Text passage:
****************

# Fat Siamese Babies



## PPVallhunds (Jul 26, 2010)

My siamese litter is one week old today and they are right fatty fat fats. I put them on the scails and they weigh 10g each and are so fat that cant stumble around propperly, there trying but they cant lift there bodies so just scoot about lol I dont know if its that there are 2 mums feeding (one's litter had to be culled as they werent doing well so she is helping with this litter) them or if they have inherated there granddads size.


----------



## kellyt (Nov 23, 2011)

Lovely fat bubs!


----------



## Loganberry (Oct 24, 2008)

Where are their tails?!  lovely big babies.


----------



## Wight Isle Stud (May 19, 2010)

I thought something was missing-couldn't quite put my finger on it joanne ! must get more sleep.


----------



## candycorn (Oct 31, 2011)

****************

Material provided:
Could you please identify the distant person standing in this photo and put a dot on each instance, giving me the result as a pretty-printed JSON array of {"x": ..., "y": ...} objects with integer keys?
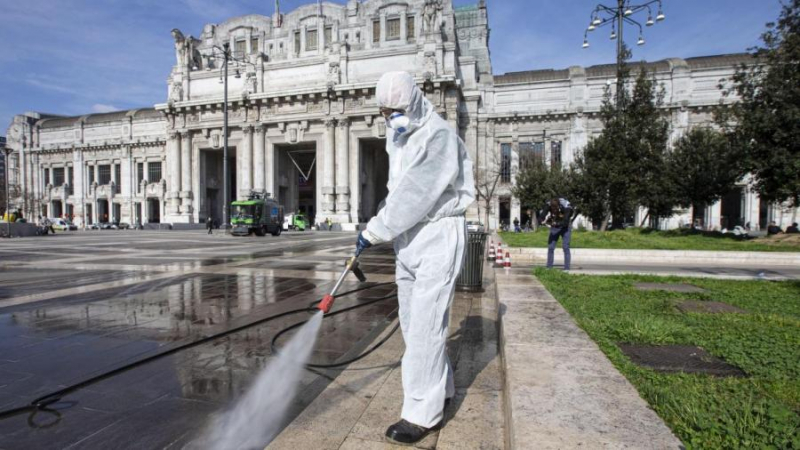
[
  {"x": 773, "y": 229},
  {"x": 558, "y": 216}
]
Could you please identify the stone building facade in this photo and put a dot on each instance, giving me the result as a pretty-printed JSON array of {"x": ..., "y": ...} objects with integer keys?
[{"x": 304, "y": 126}]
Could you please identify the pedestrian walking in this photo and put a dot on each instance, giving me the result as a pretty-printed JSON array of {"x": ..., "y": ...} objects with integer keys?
[
  {"x": 430, "y": 188},
  {"x": 558, "y": 216}
]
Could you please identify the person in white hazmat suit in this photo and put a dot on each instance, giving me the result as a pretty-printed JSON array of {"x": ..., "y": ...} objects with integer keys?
[{"x": 430, "y": 187}]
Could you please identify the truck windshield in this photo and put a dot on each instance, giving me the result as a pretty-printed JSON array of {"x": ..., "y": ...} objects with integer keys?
[{"x": 243, "y": 211}]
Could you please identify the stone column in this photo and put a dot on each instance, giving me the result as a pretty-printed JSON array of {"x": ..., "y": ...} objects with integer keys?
[
  {"x": 343, "y": 170},
  {"x": 355, "y": 181},
  {"x": 174, "y": 173},
  {"x": 516, "y": 207},
  {"x": 269, "y": 167},
  {"x": 245, "y": 155},
  {"x": 752, "y": 211},
  {"x": 196, "y": 169},
  {"x": 186, "y": 173},
  {"x": 258, "y": 158},
  {"x": 328, "y": 168},
  {"x": 713, "y": 216}
]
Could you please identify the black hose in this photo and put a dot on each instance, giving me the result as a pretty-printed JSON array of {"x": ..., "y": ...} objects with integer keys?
[
  {"x": 274, "y": 349},
  {"x": 42, "y": 403}
]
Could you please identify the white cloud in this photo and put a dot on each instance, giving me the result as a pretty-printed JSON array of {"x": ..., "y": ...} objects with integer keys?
[{"x": 99, "y": 107}]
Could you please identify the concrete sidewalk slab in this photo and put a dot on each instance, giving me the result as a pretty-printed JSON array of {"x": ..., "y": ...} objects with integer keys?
[
  {"x": 354, "y": 411},
  {"x": 561, "y": 391},
  {"x": 695, "y": 257}
]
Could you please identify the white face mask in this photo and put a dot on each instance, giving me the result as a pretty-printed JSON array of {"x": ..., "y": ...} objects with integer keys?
[{"x": 399, "y": 122}]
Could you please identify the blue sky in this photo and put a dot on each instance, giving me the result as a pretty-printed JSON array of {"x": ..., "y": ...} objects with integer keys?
[{"x": 81, "y": 56}]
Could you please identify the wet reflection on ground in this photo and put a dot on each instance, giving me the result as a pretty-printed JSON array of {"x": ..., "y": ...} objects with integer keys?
[{"x": 46, "y": 345}]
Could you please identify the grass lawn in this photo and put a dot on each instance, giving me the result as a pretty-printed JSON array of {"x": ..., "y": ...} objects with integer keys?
[
  {"x": 705, "y": 412},
  {"x": 646, "y": 239}
]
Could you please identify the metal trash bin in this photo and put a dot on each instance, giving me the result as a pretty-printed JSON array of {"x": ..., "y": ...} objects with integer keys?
[{"x": 470, "y": 279}]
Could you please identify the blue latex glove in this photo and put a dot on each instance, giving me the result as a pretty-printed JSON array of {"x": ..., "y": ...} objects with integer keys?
[{"x": 362, "y": 243}]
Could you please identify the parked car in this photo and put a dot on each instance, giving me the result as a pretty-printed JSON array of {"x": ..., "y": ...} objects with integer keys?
[
  {"x": 296, "y": 221},
  {"x": 60, "y": 224},
  {"x": 476, "y": 227}
]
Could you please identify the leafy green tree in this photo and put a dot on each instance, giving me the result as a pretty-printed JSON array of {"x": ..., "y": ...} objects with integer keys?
[
  {"x": 705, "y": 167},
  {"x": 648, "y": 135},
  {"x": 624, "y": 166},
  {"x": 766, "y": 119}
]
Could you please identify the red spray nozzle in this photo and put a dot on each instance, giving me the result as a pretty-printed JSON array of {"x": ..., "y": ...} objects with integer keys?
[{"x": 326, "y": 303}]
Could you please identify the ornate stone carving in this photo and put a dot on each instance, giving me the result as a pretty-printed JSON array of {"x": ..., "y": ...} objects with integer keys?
[
  {"x": 333, "y": 72},
  {"x": 431, "y": 16},
  {"x": 180, "y": 46}
]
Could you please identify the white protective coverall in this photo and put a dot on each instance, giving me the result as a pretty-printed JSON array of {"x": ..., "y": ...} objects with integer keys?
[{"x": 430, "y": 187}]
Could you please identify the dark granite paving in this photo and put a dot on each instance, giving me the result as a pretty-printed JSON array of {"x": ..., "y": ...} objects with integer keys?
[{"x": 48, "y": 344}]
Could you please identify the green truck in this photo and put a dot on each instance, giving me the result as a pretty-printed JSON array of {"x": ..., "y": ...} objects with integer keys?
[{"x": 259, "y": 214}]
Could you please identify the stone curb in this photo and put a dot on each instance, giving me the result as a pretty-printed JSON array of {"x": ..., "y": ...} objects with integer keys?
[
  {"x": 560, "y": 390},
  {"x": 593, "y": 255}
]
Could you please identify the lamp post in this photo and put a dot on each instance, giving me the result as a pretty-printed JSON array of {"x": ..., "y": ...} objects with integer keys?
[
  {"x": 6, "y": 152},
  {"x": 227, "y": 56},
  {"x": 624, "y": 11}
]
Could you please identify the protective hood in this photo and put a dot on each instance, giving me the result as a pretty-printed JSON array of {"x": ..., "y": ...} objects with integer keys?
[{"x": 398, "y": 90}]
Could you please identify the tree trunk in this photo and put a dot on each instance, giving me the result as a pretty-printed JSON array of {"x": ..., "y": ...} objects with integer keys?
[{"x": 604, "y": 225}]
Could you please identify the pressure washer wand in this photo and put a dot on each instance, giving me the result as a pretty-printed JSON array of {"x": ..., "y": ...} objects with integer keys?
[{"x": 326, "y": 303}]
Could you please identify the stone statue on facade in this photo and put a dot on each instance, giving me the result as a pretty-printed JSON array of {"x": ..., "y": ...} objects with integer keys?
[
  {"x": 431, "y": 14},
  {"x": 180, "y": 46},
  {"x": 186, "y": 53},
  {"x": 176, "y": 92},
  {"x": 333, "y": 73}
]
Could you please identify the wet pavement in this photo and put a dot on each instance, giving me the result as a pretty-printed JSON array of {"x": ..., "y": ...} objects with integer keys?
[{"x": 76, "y": 305}]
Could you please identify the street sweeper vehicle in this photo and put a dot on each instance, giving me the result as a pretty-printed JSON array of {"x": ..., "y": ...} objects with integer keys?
[{"x": 259, "y": 214}]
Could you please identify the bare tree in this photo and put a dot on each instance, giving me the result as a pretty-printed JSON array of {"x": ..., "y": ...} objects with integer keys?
[{"x": 487, "y": 179}]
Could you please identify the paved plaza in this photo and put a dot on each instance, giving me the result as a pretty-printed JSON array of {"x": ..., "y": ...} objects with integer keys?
[{"x": 75, "y": 305}]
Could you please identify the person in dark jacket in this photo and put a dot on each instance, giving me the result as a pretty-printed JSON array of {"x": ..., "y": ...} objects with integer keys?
[
  {"x": 773, "y": 229},
  {"x": 558, "y": 215}
]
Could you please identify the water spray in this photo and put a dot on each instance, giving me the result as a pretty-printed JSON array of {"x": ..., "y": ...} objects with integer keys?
[{"x": 351, "y": 266}]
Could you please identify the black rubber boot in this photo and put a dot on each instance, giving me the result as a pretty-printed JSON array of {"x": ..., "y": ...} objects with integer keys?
[{"x": 406, "y": 433}]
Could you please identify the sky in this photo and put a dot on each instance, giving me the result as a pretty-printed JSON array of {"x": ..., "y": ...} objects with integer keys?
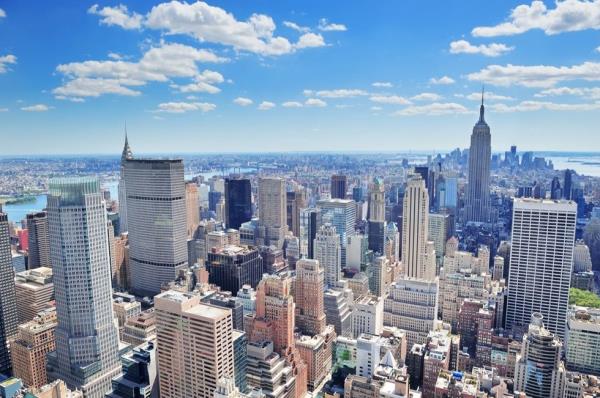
[{"x": 285, "y": 75}]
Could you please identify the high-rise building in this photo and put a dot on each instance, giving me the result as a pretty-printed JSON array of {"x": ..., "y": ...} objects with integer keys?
[
  {"x": 38, "y": 239},
  {"x": 34, "y": 291},
  {"x": 195, "y": 345},
  {"x": 418, "y": 254},
  {"x": 87, "y": 339},
  {"x": 231, "y": 267},
  {"x": 539, "y": 371},
  {"x": 8, "y": 306},
  {"x": 477, "y": 199},
  {"x": 125, "y": 156},
  {"x": 272, "y": 211},
  {"x": 156, "y": 217},
  {"x": 238, "y": 202},
  {"x": 328, "y": 253},
  {"x": 541, "y": 259},
  {"x": 309, "y": 287},
  {"x": 339, "y": 186},
  {"x": 33, "y": 341}
]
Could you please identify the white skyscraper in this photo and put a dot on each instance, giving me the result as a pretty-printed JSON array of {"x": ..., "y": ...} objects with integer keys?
[
  {"x": 541, "y": 259},
  {"x": 87, "y": 339},
  {"x": 329, "y": 253},
  {"x": 418, "y": 254}
]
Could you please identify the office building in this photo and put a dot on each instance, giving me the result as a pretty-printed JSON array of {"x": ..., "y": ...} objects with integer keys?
[
  {"x": 328, "y": 253},
  {"x": 34, "y": 340},
  {"x": 238, "y": 202},
  {"x": 418, "y": 254},
  {"x": 34, "y": 291},
  {"x": 230, "y": 267},
  {"x": 189, "y": 332},
  {"x": 541, "y": 259},
  {"x": 156, "y": 218},
  {"x": 38, "y": 240},
  {"x": 477, "y": 198},
  {"x": 339, "y": 186},
  {"x": 87, "y": 339}
]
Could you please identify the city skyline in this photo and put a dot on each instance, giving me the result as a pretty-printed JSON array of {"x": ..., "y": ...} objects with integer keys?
[{"x": 316, "y": 75}]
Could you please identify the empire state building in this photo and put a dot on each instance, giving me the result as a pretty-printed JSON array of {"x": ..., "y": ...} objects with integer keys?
[{"x": 477, "y": 201}]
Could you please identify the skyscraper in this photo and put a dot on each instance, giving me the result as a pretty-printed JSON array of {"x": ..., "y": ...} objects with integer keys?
[
  {"x": 541, "y": 258},
  {"x": 418, "y": 254},
  {"x": 86, "y": 337},
  {"x": 125, "y": 156},
  {"x": 272, "y": 211},
  {"x": 238, "y": 202},
  {"x": 339, "y": 185},
  {"x": 8, "y": 306},
  {"x": 328, "y": 253},
  {"x": 477, "y": 200},
  {"x": 39, "y": 242},
  {"x": 156, "y": 217}
]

****************

Exercise tasks:
a. Echo the Siamese litter thread word for word, everything from "Where are their" down to "get more sleep.".
b. According to the Siamese litter thread, how much does each baby weigh on the scales?
c. Go on with the forum thread about the fat Siamese litter, picking up after its last line.
None of the entries matter for what you are asked to do here.

Per-task outputs:
a.
Where are their tails?!  lovely big babies.


----------



## Wight Isle Stud (May 19, 2010)

I thought something was missing-couldn't quite put my finger on it joanne ! must get more sleep.

b. Each one weighs 10g.

c.
Want!


----------



## Shadowrunner (Sep 26, 2011)

Oh my only a week old and already furred out like that? That's crazy awesome 
how cute they are!


----------



## PPVallhunds (Jul 26, 2010)

One of the mums got a bit ott when cleaning them, i think it was the other mum as her litter all had stumps as well. They kinda look like little hamsters. As far as i know they are 8 days now, but they could have been born on the weekend which would make them a max 2 days older. Im not in o the weekends so its possible.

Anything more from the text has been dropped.